(READING PASSAGE)
------------
This past year when I wore the evening gown I wore final night a lot of the contestants were like, whoa—you’re taking a big risk. And I said, it’s what I’m comfortable in. I would rather wear this and be comfortable on stage than to wear something that fits the mold of what everyone thinks it should be and I’m not comfortable in it. So I’m telling the girls this year that they need to step out of the box and allow themselves to be creative, but at the same time, remember that we’re sophisticated and we’re elegant…

 

CM: How did you get your start in female impersonation?

 

Coco: It’s so funny. I was in college and I was away and I grew up in a family where I’d never been away from home—it was my first time away from home—but my parents took care of everything. All of my schooling was paid, I was sent an allowance—I was one of those silver-spoon kids you hear about. And I wanted to break away from that but I never could find a way to do it.

 

So I went out with some friends one night and they took me to this club and I saw this entertainer and her name was Mokha Montrese. Wow! I just looked at her in amazement and watched her and watched this presence that she had on stage and just the things that she could do with her eyes and facial expressions on stage. She was very talented but there was something about her that was more than just her talent, more than her kicking her leg, more than her doing pirouettes and showing us that she had dance skills. There was something inside of her that just could draw you in on stage and that was the entertainer I wanted to be. I said that’s the person I want to be. I want to be this entertainer that draws people in.

 

So I got to meet her afterwards and I was completely terrified. I’d never seen a drag queen before in my life, I’d never met one and she was really nice to me and said, oh you’re really pretty. I should put you in makeup one day. And I was like, oh no—not me.

 

CM: Famous last words, right?

 

Coco: Tell me about it! So one day, she did—she put me in makeup—and I entered the talent show. I made tons of money and I enjoyed myself—I felt free—I had a great time on stage. And when I got back I counted the money and thought, hmmm—that’s not bad. Maybe I could do this and I won’t have to ask my parents for money for school.

 

So I kept doing the talent show—I kept winning and kept making money, and after awhile, I got into it really heavy. Then the owner of the bar said, you should do this pageant coming up. And that was when Miss National was around. So I entered Miss Dixieland National [and I won]…

 

CM: And you soon made the jump to the America system—how did you know that this was going to be a good fit?
------------
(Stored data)
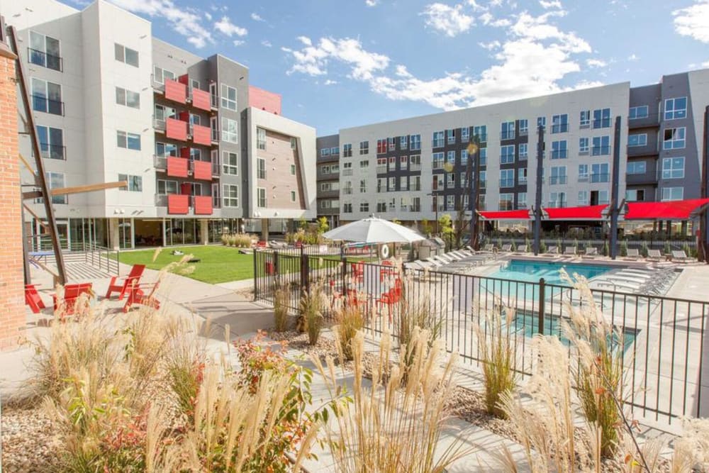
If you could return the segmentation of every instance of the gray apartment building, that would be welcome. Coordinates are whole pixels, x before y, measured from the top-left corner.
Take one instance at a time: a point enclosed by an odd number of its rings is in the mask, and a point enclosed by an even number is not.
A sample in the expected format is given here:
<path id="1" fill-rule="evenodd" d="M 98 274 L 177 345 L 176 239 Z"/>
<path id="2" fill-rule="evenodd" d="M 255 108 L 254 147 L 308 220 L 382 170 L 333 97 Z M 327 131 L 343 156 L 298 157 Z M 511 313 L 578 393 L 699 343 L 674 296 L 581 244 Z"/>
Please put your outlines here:
<path id="1" fill-rule="evenodd" d="M 206 243 L 315 218 L 315 129 L 282 116 L 245 66 L 157 39 L 104 0 L 3 1 L 0 14 L 17 28 L 50 187 L 128 182 L 52 197 L 66 247 Z M 48 244 L 26 219 L 33 246 Z"/>
<path id="2" fill-rule="evenodd" d="M 530 208 L 540 126 L 542 206 L 608 204 L 617 118 L 620 199 L 696 199 L 708 105 L 709 69 L 702 69 L 645 87 L 613 84 L 342 129 L 340 218 L 432 220 L 469 209 L 477 183 L 479 211 Z M 318 159 L 328 152 L 332 159 L 334 138 L 327 139 L 318 139 Z M 469 166 L 471 150 L 479 154 L 479 176 Z"/>

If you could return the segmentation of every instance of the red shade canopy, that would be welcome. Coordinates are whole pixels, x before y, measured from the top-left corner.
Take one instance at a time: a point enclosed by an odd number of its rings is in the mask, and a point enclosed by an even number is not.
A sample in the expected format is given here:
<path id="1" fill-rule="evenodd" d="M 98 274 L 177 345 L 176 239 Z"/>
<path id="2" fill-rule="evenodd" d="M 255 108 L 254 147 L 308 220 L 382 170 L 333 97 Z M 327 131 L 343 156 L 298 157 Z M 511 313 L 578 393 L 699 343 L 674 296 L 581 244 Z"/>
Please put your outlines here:
<path id="1" fill-rule="evenodd" d="M 584 207 L 561 207 L 547 208 L 544 211 L 549 215 L 550 220 L 601 220 L 608 204 L 596 206 L 586 206 Z"/>
<path id="2" fill-rule="evenodd" d="M 529 220 L 528 210 L 503 210 L 489 212 L 478 212 L 485 220 Z"/>
<path id="3" fill-rule="evenodd" d="M 628 202 L 625 220 L 688 220 L 692 212 L 709 204 L 709 199 L 666 202 Z"/>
------------
(EXERCISE TASK 1)
Answer these questions using the interview:
(a) What was the name of the entertainer Coco saw at the club?
(b) What did Coco enter after being put in makeup for the first time?
(c) Which pageant did Coco enter after the bar owner's suggestion?
(EXERCISE TASK 2) Transcribe the part of the interview between "Coco: Tell me" and "money for school.", inclusive.

(TASK ANSWER 1)
(a) Mokha Montrese
(b) The talent show
(c) Miss Dixieland National

(TASK ANSWER 2)
Coco: Tell me about it! So one day, she did—she put me in makeup—and I entered the talent show. I made tons of money and I enjoyed myself—I felt free—I had a great time on stage. And when I got back I counted the money and thought, hmmm—that’s not bad. Maybe I could do this and I won’t have to ask my parents for money for school.